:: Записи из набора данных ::
--

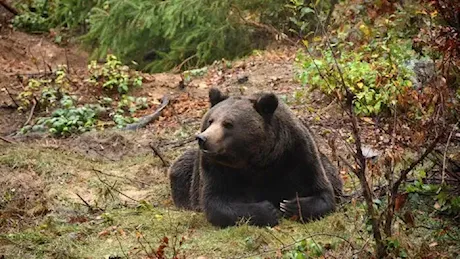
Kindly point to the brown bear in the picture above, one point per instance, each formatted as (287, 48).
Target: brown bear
(256, 161)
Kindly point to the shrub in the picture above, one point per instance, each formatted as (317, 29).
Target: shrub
(113, 75)
(377, 74)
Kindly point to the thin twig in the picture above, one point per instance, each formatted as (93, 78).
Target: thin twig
(9, 7)
(157, 153)
(121, 177)
(179, 67)
(91, 208)
(32, 110)
(121, 247)
(445, 152)
(11, 96)
(6, 140)
(111, 187)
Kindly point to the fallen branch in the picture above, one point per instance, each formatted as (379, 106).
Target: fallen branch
(181, 142)
(91, 208)
(11, 96)
(111, 187)
(157, 153)
(402, 178)
(145, 120)
(9, 7)
(32, 110)
(6, 140)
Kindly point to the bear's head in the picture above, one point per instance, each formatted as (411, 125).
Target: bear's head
(237, 130)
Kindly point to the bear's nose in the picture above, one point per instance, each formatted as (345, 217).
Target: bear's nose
(201, 141)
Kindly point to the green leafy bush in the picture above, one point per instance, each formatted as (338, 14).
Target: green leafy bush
(68, 117)
(160, 35)
(376, 74)
(113, 75)
(44, 91)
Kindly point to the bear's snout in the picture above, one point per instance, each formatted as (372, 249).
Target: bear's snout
(201, 141)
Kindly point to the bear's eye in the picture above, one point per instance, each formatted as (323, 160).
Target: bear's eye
(228, 125)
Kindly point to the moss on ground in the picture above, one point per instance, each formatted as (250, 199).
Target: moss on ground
(130, 214)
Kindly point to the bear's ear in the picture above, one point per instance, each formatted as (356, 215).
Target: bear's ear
(215, 96)
(266, 104)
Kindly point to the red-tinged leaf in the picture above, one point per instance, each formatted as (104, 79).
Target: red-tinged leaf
(409, 218)
(400, 201)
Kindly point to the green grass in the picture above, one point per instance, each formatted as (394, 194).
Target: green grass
(69, 230)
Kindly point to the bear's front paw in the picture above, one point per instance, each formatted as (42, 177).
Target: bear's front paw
(290, 209)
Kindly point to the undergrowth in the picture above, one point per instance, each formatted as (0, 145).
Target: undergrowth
(66, 117)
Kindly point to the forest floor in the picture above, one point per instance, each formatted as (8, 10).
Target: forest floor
(105, 194)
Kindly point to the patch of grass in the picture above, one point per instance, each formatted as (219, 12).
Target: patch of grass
(72, 231)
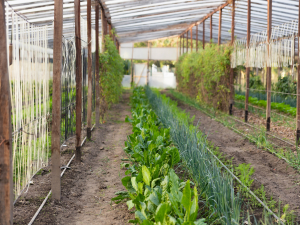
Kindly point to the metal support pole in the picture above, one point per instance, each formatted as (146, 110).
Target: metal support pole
(6, 169)
(197, 38)
(247, 66)
(231, 76)
(78, 81)
(90, 70)
(220, 26)
(56, 107)
(268, 113)
(204, 34)
(97, 77)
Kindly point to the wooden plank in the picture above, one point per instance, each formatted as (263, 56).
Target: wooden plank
(56, 99)
(211, 37)
(220, 26)
(247, 67)
(6, 170)
(231, 76)
(78, 81)
(197, 38)
(90, 70)
(103, 32)
(208, 15)
(203, 34)
(269, 72)
(191, 31)
(187, 42)
(97, 77)
(298, 86)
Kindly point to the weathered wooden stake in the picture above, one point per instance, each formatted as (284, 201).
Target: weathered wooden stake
(191, 39)
(204, 34)
(56, 97)
(298, 86)
(269, 72)
(247, 66)
(197, 38)
(6, 169)
(97, 76)
(211, 29)
(78, 81)
(231, 96)
(220, 26)
(90, 70)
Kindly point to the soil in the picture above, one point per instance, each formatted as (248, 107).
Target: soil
(87, 188)
(279, 179)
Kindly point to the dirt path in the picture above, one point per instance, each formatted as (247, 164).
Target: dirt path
(279, 179)
(87, 189)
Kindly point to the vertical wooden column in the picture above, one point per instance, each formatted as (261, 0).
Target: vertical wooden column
(211, 29)
(204, 34)
(247, 62)
(220, 26)
(6, 169)
(269, 72)
(78, 80)
(97, 77)
(191, 39)
(103, 31)
(298, 86)
(187, 43)
(147, 78)
(231, 96)
(90, 70)
(56, 97)
(197, 37)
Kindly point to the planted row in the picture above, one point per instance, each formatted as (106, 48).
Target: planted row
(153, 188)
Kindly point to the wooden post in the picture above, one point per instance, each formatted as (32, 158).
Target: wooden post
(56, 97)
(6, 169)
(78, 81)
(97, 77)
(247, 66)
(211, 29)
(90, 70)
(103, 32)
(231, 96)
(179, 45)
(197, 38)
(268, 113)
(187, 43)
(220, 26)
(204, 34)
(298, 86)
(191, 39)
(147, 78)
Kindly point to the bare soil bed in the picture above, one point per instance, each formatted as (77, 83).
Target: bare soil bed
(279, 179)
(87, 188)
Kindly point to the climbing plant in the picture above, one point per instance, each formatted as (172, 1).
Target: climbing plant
(205, 75)
(111, 75)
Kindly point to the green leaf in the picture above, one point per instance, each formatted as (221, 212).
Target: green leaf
(130, 204)
(161, 212)
(146, 175)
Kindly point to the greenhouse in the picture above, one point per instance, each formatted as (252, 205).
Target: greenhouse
(162, 112)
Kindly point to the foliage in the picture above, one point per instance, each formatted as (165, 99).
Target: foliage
(111, 74)
(216, 187)
(281, 107)
(205, 75)
(153, 188)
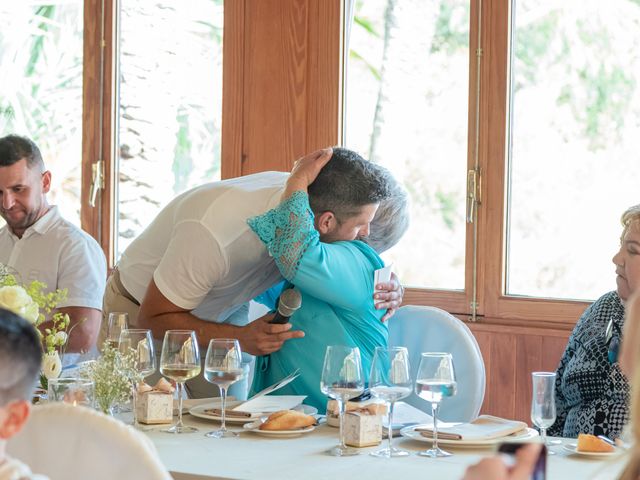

--

Соберите из листинга все строки, где встречается слово «greenhouse». Регистр букв учитывается.

Kindly point to the greenhouse in the picture above, one point per instance, each formatted as (252, 205).
Target: greenhouse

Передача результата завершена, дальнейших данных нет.